AIM
Render the lines from the one containing "Tag every instance of the overcast" through the last line, inclusive, as a Markdown table with the columns No. and Line. Each row should give its number and the line, and blank lines should be left out.

THE RECORDS
------------------------------------

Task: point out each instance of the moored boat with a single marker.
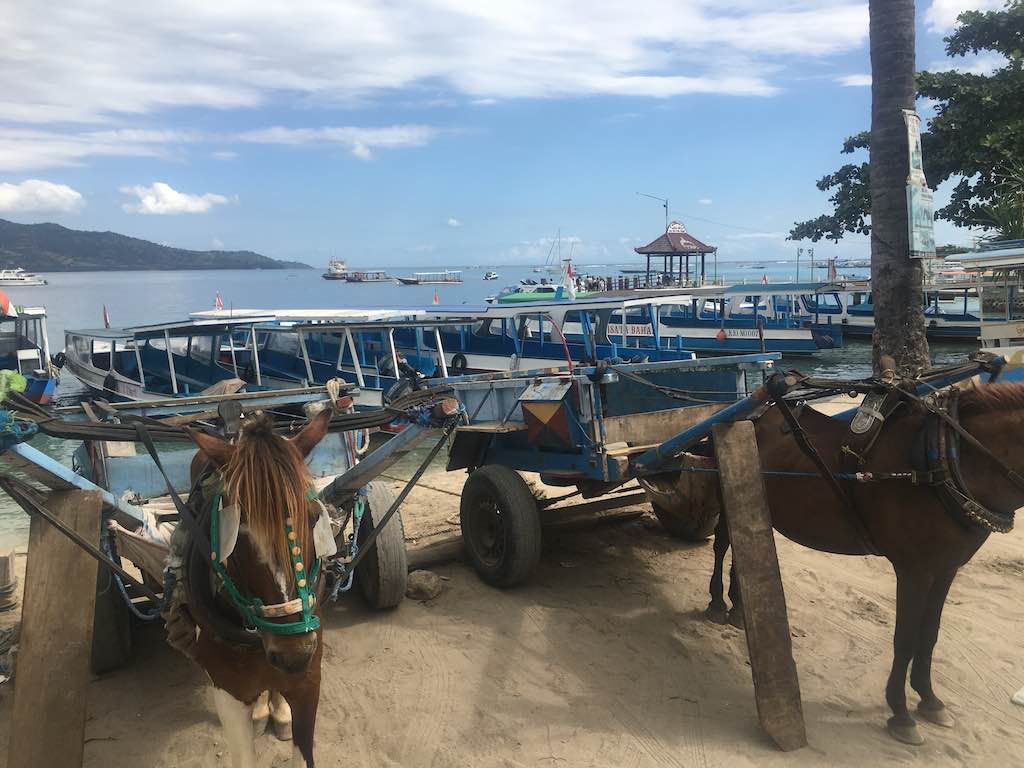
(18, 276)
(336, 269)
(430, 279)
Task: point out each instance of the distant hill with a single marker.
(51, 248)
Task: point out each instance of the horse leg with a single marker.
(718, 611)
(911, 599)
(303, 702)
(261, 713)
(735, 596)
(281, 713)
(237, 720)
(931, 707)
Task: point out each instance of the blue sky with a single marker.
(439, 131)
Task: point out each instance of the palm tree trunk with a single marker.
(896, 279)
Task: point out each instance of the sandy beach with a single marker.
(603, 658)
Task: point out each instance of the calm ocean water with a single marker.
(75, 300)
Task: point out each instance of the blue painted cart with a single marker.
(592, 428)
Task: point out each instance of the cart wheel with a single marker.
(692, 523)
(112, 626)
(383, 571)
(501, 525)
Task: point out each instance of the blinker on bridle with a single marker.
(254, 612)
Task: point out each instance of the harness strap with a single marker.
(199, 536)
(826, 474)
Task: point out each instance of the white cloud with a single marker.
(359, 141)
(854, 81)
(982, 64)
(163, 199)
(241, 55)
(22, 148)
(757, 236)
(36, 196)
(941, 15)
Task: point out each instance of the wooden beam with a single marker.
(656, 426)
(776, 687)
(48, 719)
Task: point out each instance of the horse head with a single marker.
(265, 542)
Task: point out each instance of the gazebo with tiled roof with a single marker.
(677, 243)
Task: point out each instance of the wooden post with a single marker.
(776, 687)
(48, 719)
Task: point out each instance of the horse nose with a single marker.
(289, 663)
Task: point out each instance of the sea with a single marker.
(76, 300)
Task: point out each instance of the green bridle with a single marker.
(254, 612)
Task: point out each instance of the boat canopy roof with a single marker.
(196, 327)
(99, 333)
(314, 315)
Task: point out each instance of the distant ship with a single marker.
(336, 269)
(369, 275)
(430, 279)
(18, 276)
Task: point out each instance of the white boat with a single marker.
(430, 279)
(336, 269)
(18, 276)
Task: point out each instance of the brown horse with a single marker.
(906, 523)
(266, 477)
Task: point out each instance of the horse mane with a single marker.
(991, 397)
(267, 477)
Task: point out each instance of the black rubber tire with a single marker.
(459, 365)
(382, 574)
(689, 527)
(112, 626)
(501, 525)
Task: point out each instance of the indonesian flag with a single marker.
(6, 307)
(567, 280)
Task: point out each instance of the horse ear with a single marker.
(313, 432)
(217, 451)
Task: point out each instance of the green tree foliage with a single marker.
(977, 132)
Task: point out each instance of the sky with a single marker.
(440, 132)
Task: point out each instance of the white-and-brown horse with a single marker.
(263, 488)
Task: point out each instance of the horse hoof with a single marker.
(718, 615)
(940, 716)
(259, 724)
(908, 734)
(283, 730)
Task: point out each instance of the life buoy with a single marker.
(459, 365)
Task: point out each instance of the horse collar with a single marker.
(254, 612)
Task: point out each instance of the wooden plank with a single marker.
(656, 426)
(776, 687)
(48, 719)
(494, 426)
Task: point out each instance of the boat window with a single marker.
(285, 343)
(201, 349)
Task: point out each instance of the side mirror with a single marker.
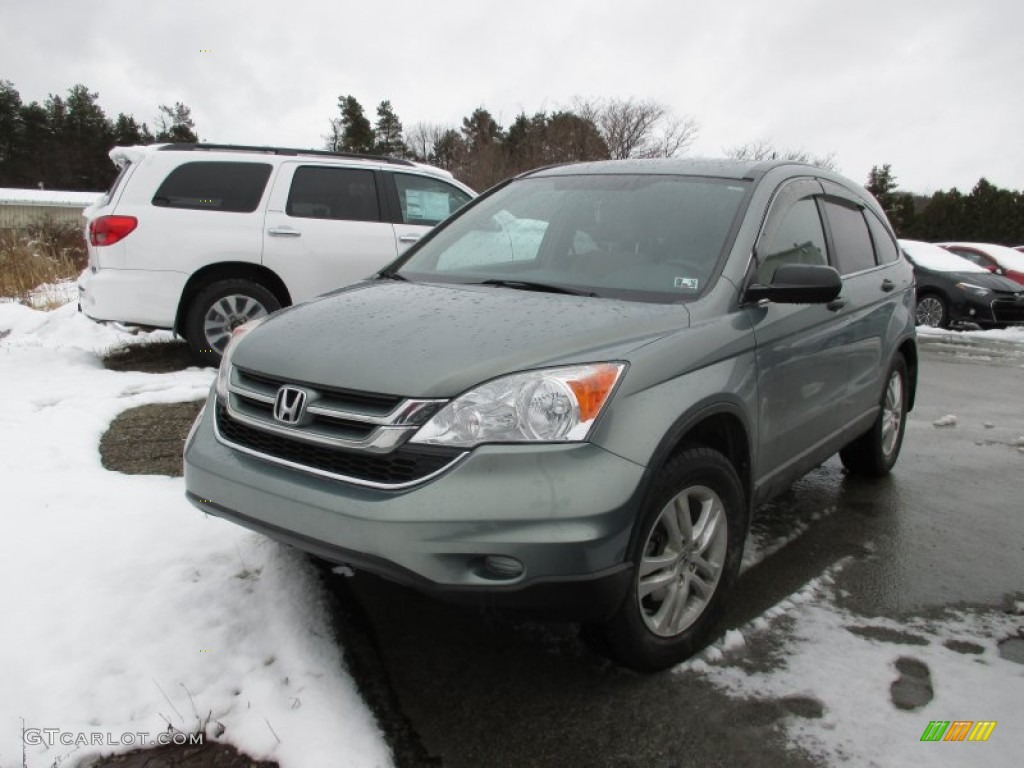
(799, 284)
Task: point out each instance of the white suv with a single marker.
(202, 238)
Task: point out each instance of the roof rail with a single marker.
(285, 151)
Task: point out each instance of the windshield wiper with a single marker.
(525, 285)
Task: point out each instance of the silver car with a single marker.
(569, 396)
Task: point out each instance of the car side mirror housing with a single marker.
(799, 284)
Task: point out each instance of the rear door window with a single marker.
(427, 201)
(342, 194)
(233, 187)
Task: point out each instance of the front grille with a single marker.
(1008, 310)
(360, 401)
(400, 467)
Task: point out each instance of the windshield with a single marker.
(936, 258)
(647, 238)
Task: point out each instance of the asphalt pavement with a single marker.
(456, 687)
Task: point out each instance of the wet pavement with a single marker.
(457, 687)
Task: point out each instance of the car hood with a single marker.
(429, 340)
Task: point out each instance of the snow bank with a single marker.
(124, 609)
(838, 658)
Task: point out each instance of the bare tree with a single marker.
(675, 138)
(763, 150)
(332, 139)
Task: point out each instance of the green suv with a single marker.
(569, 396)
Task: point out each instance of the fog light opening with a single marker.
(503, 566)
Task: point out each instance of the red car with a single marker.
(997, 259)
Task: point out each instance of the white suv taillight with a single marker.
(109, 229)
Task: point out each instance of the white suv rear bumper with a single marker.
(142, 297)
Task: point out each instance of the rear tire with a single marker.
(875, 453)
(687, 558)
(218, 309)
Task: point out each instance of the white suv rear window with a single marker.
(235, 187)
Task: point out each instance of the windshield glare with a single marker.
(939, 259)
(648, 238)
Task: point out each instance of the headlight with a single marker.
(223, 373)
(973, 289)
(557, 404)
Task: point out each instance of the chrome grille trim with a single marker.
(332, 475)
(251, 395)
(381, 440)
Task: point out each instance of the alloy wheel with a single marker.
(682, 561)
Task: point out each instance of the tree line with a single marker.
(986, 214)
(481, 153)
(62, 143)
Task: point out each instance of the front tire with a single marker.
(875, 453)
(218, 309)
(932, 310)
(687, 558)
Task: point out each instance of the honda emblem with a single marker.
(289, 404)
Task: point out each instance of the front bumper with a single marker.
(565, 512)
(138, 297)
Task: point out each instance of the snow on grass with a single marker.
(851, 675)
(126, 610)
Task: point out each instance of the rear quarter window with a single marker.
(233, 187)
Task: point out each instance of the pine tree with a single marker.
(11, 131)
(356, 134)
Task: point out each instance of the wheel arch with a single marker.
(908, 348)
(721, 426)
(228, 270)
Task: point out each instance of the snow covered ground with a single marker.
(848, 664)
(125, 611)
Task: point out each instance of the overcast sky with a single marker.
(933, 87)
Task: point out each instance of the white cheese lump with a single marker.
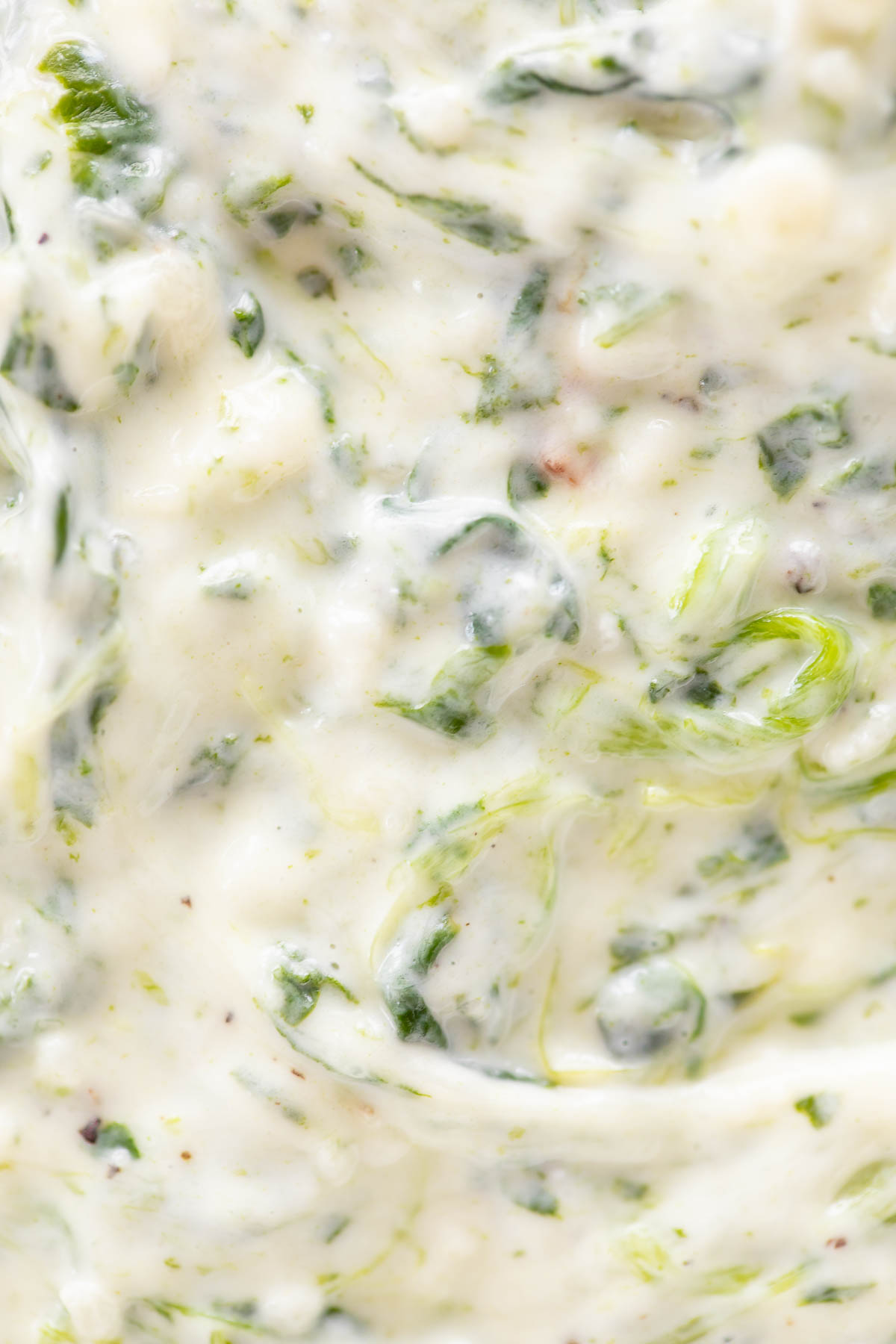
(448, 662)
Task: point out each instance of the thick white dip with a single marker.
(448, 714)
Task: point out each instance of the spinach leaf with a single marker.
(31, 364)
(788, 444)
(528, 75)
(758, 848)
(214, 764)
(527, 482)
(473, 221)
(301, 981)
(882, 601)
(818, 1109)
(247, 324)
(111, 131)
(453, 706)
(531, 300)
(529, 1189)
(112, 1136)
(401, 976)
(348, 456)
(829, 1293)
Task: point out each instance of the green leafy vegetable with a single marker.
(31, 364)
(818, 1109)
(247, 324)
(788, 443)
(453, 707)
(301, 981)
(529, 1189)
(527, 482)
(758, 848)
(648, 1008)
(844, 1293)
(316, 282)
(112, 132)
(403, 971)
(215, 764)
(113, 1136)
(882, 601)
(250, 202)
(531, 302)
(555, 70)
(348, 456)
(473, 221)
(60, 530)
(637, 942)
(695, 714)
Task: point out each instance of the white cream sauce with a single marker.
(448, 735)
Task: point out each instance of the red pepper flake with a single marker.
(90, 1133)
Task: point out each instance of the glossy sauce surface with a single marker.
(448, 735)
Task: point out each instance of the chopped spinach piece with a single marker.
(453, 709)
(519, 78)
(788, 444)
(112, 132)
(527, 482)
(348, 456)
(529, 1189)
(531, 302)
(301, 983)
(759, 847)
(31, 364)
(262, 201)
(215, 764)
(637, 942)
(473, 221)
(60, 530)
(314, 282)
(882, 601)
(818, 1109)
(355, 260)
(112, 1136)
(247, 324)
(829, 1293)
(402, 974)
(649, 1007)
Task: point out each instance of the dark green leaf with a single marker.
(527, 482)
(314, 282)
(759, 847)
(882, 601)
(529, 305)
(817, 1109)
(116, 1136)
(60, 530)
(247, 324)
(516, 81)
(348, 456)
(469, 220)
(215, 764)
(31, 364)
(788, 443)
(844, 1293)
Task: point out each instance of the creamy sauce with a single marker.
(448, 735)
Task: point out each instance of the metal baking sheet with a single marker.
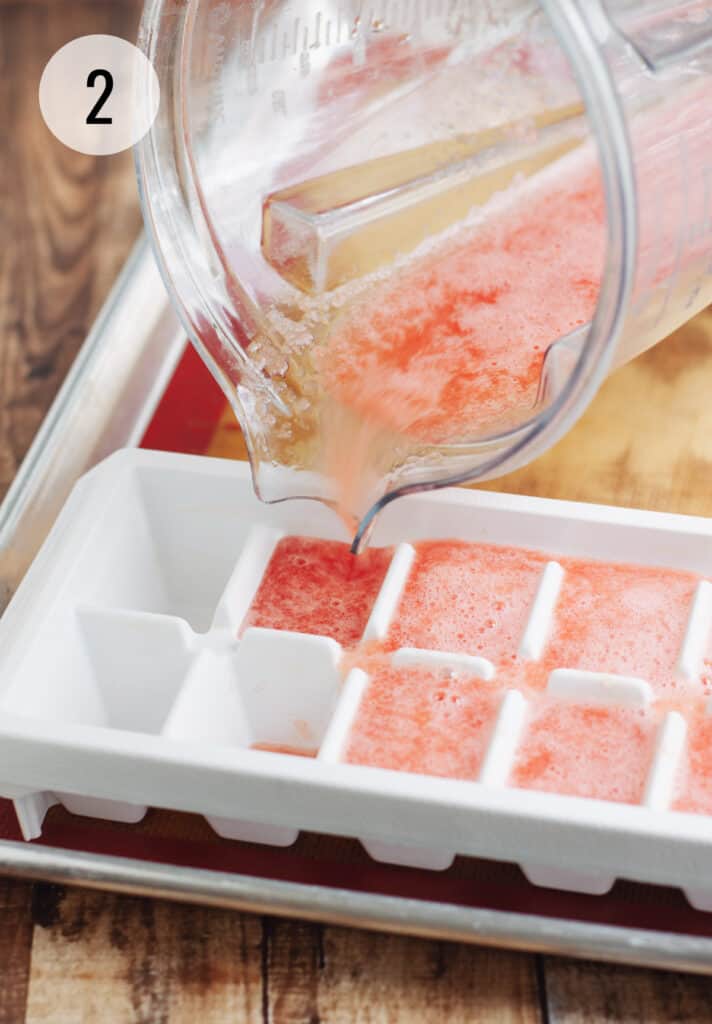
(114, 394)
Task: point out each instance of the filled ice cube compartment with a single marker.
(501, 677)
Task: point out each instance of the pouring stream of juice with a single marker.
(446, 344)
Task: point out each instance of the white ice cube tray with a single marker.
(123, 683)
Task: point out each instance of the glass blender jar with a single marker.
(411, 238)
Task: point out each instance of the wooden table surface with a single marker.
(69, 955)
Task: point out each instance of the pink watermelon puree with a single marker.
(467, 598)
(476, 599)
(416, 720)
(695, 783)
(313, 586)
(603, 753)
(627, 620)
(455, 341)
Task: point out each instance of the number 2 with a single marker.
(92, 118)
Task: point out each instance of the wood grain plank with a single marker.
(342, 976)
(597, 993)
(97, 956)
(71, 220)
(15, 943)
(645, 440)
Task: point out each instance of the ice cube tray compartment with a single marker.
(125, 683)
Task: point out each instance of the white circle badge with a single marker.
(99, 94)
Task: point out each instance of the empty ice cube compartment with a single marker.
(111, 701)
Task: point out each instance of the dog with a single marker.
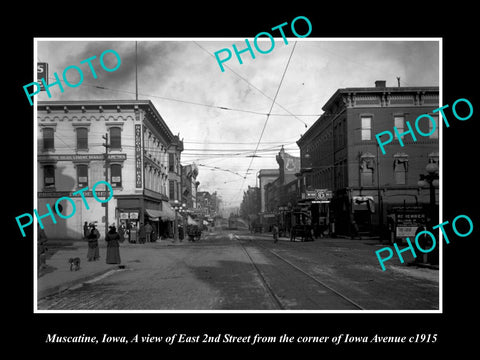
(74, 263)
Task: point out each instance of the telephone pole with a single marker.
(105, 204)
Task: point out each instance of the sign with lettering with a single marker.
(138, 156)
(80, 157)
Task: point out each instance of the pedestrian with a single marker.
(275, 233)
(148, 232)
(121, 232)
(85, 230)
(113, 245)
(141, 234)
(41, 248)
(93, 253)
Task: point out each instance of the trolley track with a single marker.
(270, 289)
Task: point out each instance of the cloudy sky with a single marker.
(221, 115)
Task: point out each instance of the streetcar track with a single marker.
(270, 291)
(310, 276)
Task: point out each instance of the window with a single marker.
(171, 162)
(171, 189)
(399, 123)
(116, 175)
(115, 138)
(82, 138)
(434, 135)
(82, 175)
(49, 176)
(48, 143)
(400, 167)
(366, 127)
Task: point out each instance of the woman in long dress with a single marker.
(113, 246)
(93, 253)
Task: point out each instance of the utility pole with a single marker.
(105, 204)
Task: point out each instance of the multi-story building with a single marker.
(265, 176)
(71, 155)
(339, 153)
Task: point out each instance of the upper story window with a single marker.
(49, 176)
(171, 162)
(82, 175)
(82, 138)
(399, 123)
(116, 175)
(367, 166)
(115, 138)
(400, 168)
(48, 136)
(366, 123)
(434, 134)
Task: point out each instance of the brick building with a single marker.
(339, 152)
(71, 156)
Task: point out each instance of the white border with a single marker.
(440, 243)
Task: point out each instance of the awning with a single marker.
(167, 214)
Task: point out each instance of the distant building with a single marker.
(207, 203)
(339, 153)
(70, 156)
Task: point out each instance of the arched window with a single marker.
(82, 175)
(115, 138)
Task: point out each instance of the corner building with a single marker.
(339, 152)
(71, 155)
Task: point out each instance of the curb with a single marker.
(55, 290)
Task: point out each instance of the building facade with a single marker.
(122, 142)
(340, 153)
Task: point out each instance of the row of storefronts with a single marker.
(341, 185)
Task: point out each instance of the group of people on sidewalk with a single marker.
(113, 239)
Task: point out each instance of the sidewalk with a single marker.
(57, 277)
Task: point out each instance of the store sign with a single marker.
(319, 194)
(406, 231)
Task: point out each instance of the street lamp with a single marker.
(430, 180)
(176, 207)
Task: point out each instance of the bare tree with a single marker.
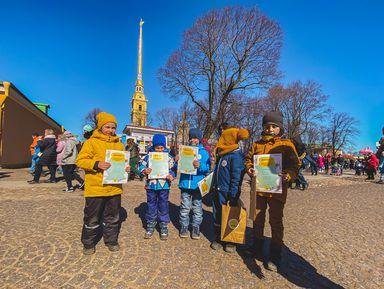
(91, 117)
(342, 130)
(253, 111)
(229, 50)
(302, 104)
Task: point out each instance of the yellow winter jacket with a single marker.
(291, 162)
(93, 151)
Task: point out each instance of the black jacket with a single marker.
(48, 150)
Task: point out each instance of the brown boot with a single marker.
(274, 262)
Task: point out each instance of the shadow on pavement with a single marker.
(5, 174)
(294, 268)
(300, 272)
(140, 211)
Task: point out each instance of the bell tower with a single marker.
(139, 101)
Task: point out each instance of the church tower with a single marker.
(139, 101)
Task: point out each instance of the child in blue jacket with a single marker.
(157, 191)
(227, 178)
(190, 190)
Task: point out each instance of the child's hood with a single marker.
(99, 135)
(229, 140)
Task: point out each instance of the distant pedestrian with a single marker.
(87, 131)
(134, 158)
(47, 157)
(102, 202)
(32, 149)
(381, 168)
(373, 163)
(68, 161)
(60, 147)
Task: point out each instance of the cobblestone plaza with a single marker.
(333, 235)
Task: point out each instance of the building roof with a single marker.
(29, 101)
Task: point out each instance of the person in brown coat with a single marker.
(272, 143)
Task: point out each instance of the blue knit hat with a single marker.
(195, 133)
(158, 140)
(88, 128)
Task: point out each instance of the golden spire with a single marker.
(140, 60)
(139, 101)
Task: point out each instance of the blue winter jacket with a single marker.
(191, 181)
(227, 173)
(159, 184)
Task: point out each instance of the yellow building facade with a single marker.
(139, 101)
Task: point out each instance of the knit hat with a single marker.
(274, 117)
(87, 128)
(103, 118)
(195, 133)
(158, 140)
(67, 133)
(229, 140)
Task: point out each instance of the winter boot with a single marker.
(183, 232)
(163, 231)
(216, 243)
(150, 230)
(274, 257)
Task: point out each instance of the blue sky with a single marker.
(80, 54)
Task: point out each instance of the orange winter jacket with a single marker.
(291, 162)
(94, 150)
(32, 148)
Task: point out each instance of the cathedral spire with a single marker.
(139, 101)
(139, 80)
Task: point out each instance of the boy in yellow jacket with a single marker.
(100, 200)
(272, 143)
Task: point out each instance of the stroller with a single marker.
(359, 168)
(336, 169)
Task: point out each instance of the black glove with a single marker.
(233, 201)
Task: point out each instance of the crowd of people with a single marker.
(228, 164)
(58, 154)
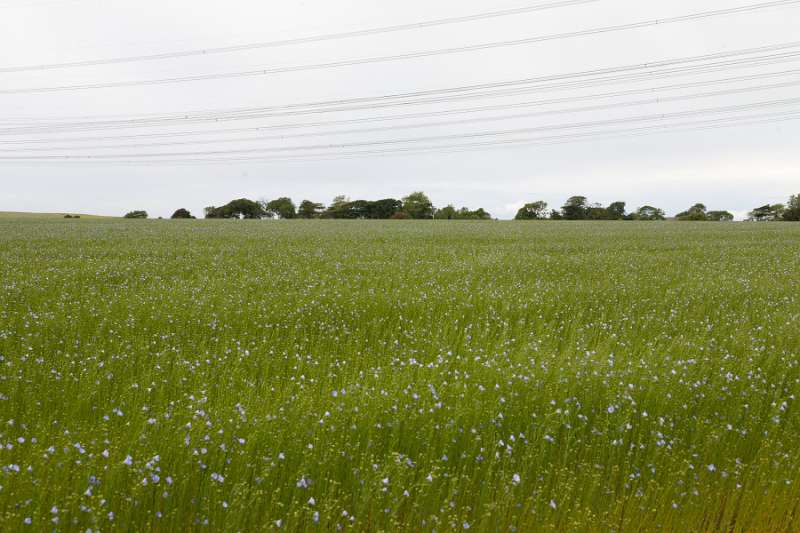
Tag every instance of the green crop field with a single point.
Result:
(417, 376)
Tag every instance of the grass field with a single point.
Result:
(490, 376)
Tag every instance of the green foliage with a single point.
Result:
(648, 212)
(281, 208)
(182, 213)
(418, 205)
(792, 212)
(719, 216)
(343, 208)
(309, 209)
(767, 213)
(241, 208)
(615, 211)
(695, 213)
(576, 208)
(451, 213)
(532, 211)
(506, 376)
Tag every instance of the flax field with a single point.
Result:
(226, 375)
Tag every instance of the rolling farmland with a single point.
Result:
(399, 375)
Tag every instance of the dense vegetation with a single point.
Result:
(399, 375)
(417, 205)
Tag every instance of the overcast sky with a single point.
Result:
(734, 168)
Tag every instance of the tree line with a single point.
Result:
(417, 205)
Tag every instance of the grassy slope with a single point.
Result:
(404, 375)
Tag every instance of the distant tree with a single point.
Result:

------------------------------------

ANSWER TO THIS PROBLEM
| No. | Line |
|---|---|
| 1 | Tag every instance of the overcast sky with a single point. |
| 2 | Result: |
| 3 | (734, 168) |
| 4 | Tag every instance of the tree line with a single point. |
| 5 | Result: |
| 6 | (417, 205) |
| 7 | Tag every instance of the grassy slope with a single point. |
| 8 | Result: |
| 9 | (404, 375) |
| 10 | Tag every instance of the distant tree with a single point. |
| 11 | Result: |